## TASK PROMPT
Go through the entries and copy every one exactly.

## EXERCISE DATA
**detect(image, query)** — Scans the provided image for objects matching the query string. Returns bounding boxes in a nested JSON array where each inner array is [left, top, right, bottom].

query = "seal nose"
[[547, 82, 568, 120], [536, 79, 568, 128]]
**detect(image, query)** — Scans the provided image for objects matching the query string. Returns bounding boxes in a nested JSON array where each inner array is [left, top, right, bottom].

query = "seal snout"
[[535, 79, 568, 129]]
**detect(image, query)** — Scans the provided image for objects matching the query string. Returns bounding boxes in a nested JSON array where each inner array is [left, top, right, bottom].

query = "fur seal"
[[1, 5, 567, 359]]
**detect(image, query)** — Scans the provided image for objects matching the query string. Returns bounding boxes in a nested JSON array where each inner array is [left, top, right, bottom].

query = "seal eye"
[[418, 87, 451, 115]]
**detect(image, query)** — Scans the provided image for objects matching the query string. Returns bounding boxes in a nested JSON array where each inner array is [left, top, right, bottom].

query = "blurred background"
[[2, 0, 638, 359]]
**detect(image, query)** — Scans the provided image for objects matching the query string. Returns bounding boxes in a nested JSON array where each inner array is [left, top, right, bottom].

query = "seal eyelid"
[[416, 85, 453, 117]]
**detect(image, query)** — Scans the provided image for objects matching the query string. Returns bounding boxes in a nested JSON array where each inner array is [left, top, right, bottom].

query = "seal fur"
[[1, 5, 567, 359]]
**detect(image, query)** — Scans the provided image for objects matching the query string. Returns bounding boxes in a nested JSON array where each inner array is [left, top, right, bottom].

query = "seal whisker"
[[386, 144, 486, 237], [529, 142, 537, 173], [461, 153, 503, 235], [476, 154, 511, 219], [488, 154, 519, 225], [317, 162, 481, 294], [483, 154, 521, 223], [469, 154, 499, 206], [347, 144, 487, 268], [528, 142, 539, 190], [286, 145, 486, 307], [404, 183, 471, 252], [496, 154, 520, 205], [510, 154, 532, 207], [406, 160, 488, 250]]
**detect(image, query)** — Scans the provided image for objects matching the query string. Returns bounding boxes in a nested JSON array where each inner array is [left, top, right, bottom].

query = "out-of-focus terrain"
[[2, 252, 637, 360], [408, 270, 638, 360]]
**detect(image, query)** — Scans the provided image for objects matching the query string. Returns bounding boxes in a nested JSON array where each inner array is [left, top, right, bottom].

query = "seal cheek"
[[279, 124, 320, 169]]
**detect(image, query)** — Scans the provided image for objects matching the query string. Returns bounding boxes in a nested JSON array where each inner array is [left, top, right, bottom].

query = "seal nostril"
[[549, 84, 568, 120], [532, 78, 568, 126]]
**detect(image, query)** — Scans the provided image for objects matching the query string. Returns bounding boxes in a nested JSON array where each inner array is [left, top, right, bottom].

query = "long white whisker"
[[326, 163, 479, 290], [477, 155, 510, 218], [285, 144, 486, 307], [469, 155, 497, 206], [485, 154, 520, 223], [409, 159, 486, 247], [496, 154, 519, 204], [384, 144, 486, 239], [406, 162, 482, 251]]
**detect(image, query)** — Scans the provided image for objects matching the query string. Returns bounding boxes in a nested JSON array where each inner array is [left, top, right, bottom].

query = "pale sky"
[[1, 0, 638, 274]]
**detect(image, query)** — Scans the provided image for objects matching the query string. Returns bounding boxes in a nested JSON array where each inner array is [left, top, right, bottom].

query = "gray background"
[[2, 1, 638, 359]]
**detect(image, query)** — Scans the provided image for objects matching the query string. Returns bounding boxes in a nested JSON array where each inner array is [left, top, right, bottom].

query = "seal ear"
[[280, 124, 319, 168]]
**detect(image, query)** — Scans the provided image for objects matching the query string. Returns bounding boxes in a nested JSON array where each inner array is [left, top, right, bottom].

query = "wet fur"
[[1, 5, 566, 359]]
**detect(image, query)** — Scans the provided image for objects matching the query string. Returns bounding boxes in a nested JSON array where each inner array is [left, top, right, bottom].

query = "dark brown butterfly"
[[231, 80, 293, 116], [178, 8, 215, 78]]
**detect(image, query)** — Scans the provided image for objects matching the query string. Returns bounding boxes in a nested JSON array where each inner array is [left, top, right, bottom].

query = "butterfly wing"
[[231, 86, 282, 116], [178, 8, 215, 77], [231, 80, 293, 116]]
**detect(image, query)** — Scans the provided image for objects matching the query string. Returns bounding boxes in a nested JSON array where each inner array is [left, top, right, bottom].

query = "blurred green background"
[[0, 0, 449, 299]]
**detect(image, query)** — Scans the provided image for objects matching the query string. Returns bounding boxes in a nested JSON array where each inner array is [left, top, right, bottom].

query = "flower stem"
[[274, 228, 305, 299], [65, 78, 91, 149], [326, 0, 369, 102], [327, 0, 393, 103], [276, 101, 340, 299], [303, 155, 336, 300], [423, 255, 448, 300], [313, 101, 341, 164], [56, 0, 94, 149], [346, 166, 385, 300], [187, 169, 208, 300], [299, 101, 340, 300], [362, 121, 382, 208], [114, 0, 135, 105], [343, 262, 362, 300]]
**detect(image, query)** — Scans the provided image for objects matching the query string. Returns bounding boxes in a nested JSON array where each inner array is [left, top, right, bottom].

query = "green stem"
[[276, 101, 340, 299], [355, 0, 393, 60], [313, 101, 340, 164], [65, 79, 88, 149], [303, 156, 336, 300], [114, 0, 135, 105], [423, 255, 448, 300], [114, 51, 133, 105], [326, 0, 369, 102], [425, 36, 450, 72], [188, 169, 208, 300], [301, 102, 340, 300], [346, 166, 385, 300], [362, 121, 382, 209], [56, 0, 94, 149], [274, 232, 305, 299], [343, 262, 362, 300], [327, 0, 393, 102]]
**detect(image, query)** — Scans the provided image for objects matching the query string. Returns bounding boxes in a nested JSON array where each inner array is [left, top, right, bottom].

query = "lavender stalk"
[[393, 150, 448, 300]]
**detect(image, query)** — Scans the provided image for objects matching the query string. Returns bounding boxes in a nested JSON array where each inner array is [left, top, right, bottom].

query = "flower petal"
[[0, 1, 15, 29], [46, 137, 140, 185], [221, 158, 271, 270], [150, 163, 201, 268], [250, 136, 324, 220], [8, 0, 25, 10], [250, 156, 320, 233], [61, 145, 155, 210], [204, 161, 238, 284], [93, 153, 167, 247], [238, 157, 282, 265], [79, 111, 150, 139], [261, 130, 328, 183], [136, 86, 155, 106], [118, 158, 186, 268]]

## EXPECTED ANSWER
**detect(image, query)** — Scans the provided image for objects matching the query string. Returns bounding boxes in a nested JSON array where each inner array is [left, top, right, bottom].

query = "seal nose"
[[547, 82, 568, 120], [536, 79, 568, 128]]
**detect(image, query)** — Scans the provided image for objects matching the query string. Returns bounding boxes in a nested JSON array where each inner array is [left, top, right, bottom].

query = "seal snout"
[[535, 79, 568, 129]]
**detect(image, query)** — Scans the provided image for objects matching the query string. Returns bounding boxes in a nested JSON array where each inner array is [left, top, right, bottom].

query = "fur seal"
[[1, 5, 567, 359]]
**detect(image, query)** — Scans the provided image for objects matching the query string. Returns bounding boxes in a nested JSON array where each inner array is [left, top, right, bottom].

query = "seal eye"
[[418, 87, 451, 115]]
**detect(image, query)** — Scans the provided image for objects matching the query string. Returns bounding boxes in a nested JSON array where each inner array is [left, top, right, bottom].

query = "blurred background"
[[2, 0, 638, 359]]
**detect(image, query)** — Scans the provided image for objects matching the query string. Returns bounding boxes in a nested JSON array where each inner array is [left, top, right, bottom].

query = "seal eyelid"
[[416, 85, 453, 117]]
**detect(image, query)** — Scans the provided image for objects matching the query string. Returns bounding boxes in a nested JSON array where each inner array is [left, top, right, bottom].

query = "seal fur"
[[1, 5, 567, 359]]
**detect(image, query)** — Scans the provided image for objects matching the query string. Returns bounding boxes in a nested JSON array where each inner array is [left, top, right, bottom].

query = "seal whisker"
[[386, 144, 486, 237], [529, 142, 537, 173], [461, 153, 503, 235], [476, 154, 511, 219], [488, 154, 519, 225], [317, 162, 481, 294], [483, 154, 521, 223], [469, 154, 499, 206], [347, 144, 487, 268], [528, 142, 539, 190], [286, 145, 486, 307], [404, 183, 471, 252], [496, 154, 520, 205], [510, 154, 532, 207], [406, 160, 488, 250]]
**detect(image, query)** — Scans the provided image for objects matching the query string. Returns bounding boxes in a nested JSON array where each inner array is [left, top, right, bottom].

query = "out-of-focus terrain"
[[2, 252, 637, 360], [408, 270, 638, 360]]
**detect(image, query)** — Scans the provided image for objects matching the query string. Returns bounding boxes in a nested JSON array where each inner array is [left, top, right, bottom].

query = "seal cheek"
[[279, 124, 320, 169]]
**detect(image, query)** — Scans the provided image for objects matching the query string. Returns bounding boxes in a nested JSON array where each inner array is [left, top, right, bottom].

query = "seal nostril"
[[549, 84, 568, 120], [532, 78, 568, 126]]
**detect(image, query)** — Scans the provided image for objects matching the query string. Returns bounding boxes in a nested JSON array where each inner array is [left, top, right, bottom].

query = "long white whisker"
[[326, 163, 479, 290], [477, 155, 510, 218], [285, 144, 486, 307], [469, 155, 497, 206], [485, 154, 520, 223], [409, 159, 486, 247], [496, 154, 519, 204], [384, 144, 486, 239], [406, 162, 482, 251]]
**detect(image, query)** — Scans the provided image for objects matching the query string. Returns bounding boxes in a nested JSON array where each inner array is [left, top, right, bottom].

query = "pale sky"
[[1, 0, 638, 274]]
**detect(image, query)** — Scans the provided image for objects matching the query string. Returns bounding boxes in a nested JSON array where each inner array is [left, top, right, bottom].

query = "gray background"
[[2, 1, 638, 359]]
**detect(image, query)** — Scans the provided image for objects matching the query string. Returns bounding boxes in a nested JSON array where each inner array is [left, top, right, bottom].

query = "seal ear"
[[280, 124, 319, 168]]
**detect(image, query)** — Scans the provided image for objects matching the query string. Returns bounding boxes in a nested JSON array where each inner array is [left, top, right, bottom].

query = "wet fur"
[[1, 5, 566, 359]]
**detect(image, query)** — Scans the provided image for objects matching the query string. Returns bounding boxes in a nested JSON array where each inner array is [left, top, right, bottom].

query = "dark brown butterfly"
[[231, 80, 293, 116], [178, 8, 215, 78]]
**detect(image, query)** — Scans the provided image for objects matching the query string. Returns bounding boxes in a nested JSON array where each inner array is [left, top, right, bottom].

query = "butterfly wing"
[[231, 86, 282, 116], [178, 8, 215, 77], [231, 80, 293, 116]]
**detect(image, query)** — Scans the provided image for objects matching the query string. Returns bounding boxes in a nested JSON array where each inner array is [left, top, right, bottom].

query = "blurred green background"
[[0, 0, 449, 299]]
**detect(image, query)** — Scans the provided image for objects matching the query string. Returns bounding boxes in a nested JSON array where each inner array is [left, top, right, bottom].

query = "flower stem"
[[274, 228, 305, 299], [65, 78, 91, 149], [326, 0, 369, 102], [327, 0, 393, 103], [276, 101, 340, 299], [303, 155, 336, 300], [423, 255, 448, 300], [313, 101, 341, 164], [56, 0, 94, 149], [346, 166, 385, 300], [187, 169, 208, 300], [299, 101, 340, 300], [362, 121, 382, 208], [114, 0, 135, 105], [343, 262, 362, 300]]
**detect(image, query)** — Scans the provided image for objects matching the query string. Returns bounding boxes in a nested JSON array where each inner array is [left, top, right, bottom].

query = "green stem"
[[276, 101, 340, 299], [355, 0, 393, 60], [313, 101, 340, 164], [65, 79, 88, 149], [303, 156, 336, 300], [114, 0, 135, 105], [423, 255, 448, 300], [114, 51, 133, 105], [326, 0, 369, 102], [425, 36, 450, 72], [188, 169, 208, 300], [301, 102, 340, 300], [346, 166, 385, 300], [362, 121, 382, 209], [56, 0, 94, 149], [274, 232, 305, 299], [343, 262, 362, 300], [327, 0, 393, 102]]
**detect(image, query)** — Scans the provided image for objects matching the query string. Returns bounding boxes in a nested JSON array where each inner array is [left, top, right, bottom].

query = "lavender stalk"
[[393, 150, 448, 300]]
**detect(image, query)** — Scans the provided image for objects matching the query string. Returns bounding boxes in a nested JSON array where each inner array is [left, top, right, bottom].

query = "flower petal"
[[0, 1, 15, 29], [46, 137, 140, 185], [221, 158, 271, 270], [150, 163, 201, 268], [250, 136, 324, 220], [8, 0, 25, 10], [250, 156, 320, 233], [61, 145, 155, 210], [204, 161, 238, 284], [93, 153, 167, 247], [238, 157, 282, 265], [79, 111, 150, 139], [261, 130, 328, 183], [136, 86, 155, 106], [118, 158, 186, 268]]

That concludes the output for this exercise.